■ To do ■
• a. Rewrite the passage on the community tour between "We do not need" and "world view convincingly.", inclusive, substituting "information panels" for "display boards".
• b. In the passage on the community tour, what follows the walking tours around the sites?
• c. Extend the passage on the community tour, starting after its final sentence.
======== Excerpt to read ========
We do not need much on the ground to be able to put on a very interesting and informative tour.  That dog kennel and pictures enables us to drive home the enormous benefits of earth building; we don’t need to have a whole house to do that.  So these items are the pretexts, the illustrative devices we use to explain in detail far beyond them.  We stack each site with lots of display boards, and we work out a sequence that will best present our world view convincingly.

We organise walking tours around these sites, followed by a picnic.  We get local teachers to bring their classes.  We develop and improve our presentation all the time, and before long we are hosting visits from other suburbs, and making electronic versions of the tour available.

We door knock to find people who could help elaborate the tour, especially older people with skills like how to bake a dinner, knit, grow things, graft, produce fish, and do various arts and crafts, and who might have tools, bits of machinery, sheds, relics that we can add to the tour.  Does anyone have a lemon or peach tree that produces too much for them, and that we could use to illustrate the power of “gleaning”... We invite them to join the venture.
======== Exercise data ========
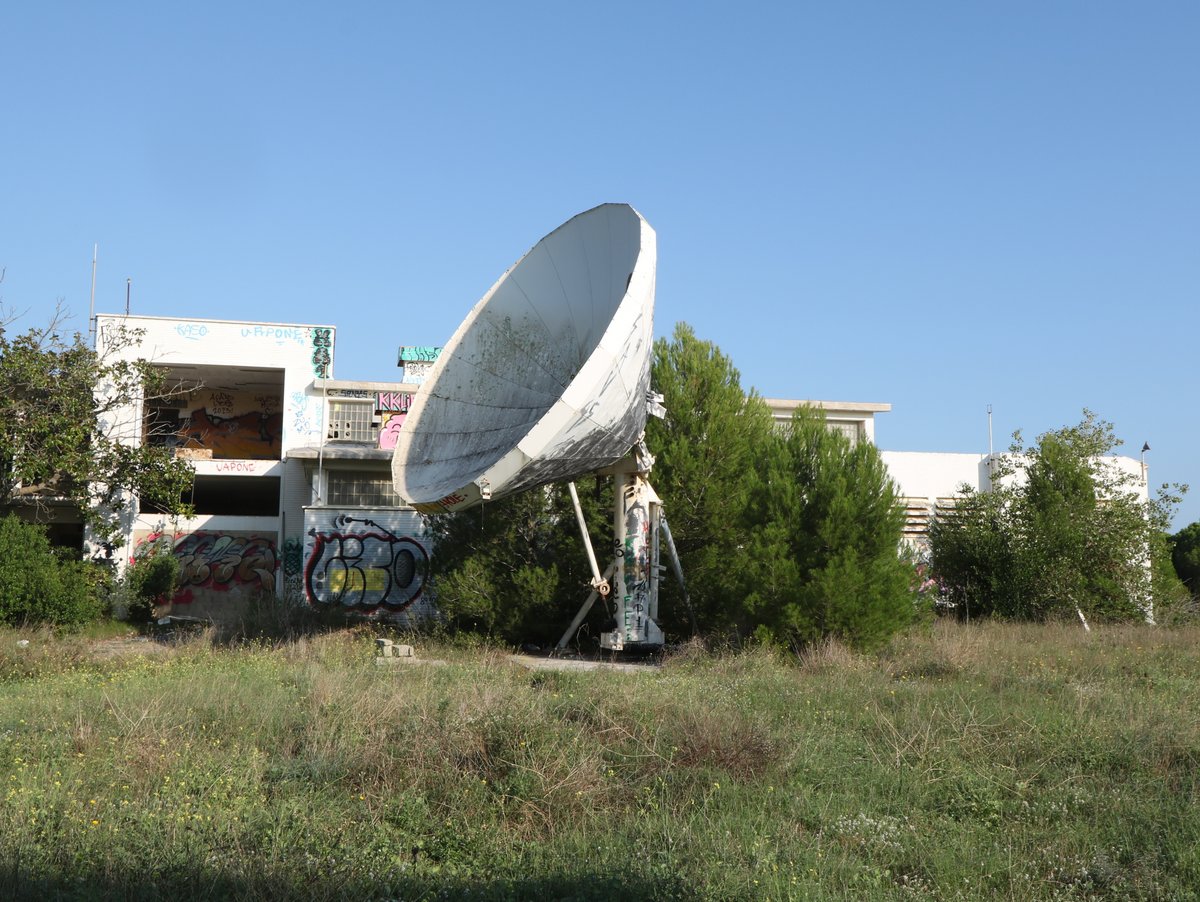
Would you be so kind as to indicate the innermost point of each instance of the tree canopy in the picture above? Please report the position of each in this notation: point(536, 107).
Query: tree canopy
point(1062, 531)
point(825, 525)
point(60, 433)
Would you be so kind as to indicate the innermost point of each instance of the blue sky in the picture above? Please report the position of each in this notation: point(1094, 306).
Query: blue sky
point(935, 205)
========
■ Answers per task ■
• a.
We do not need much on the ground to be able to put on a very interesting and informative tour.  That dog kennel and pictures enables us to drive home the enormous benefits of earth building; we don’t need to have a whole house to do that.  So these items are the pretexts, the illustrative devices we use to explain in detail far beyond them.  We stack each site with lots of information panels, and we work out a sequence that will best present our world view convincingly.

• b. A picnic.

• c.
            Piggy-backing public issues

When a suitable issue comes to be focal in the local press for instance, we weigh in with commentary from our perspective.  When the council proposed building a car park on that vacant lot, write a letter to the local paper asking what they intend to do with it when there’s no petrol, and suggesting why a community orchard would make more sense.  When the issue is high on the public agenda it is more likely that a letter on it from our angle will be published.  Watch for pegs to hang our case on.

Sniping”, picking off likely converts.     

If you see someone in an influential position, a columnist or talk back radio personality, who might be persuaded to our view, work on him/her over time.  Form a sub-group to frame an approach, organise letters of phone calls, and deal with responses.

           Make contact with schools and teachers

Look at the curriculum to find points where we can suggest material from our perspective.  Offer speakers (e.g., some older people who can take in knitting, baked cakes, hand-made sippers and toys...).  Invite the teacher to bring the class on our tour.

                 Some important points to keep in mind:

It all adds up, although you probably can’t see this happening.  Every time a Simpler Way message is delivered it reinforces the theme in someone’s mind, or someone is hearing it for the first time.  This is how the Berlin Wall was brought down! Extreme and surprising changes are usually the result of a long process of slowly accumulating rethinking and desire for change, which can be invisible until the last minute, but when it reaches a critical level everything flips over.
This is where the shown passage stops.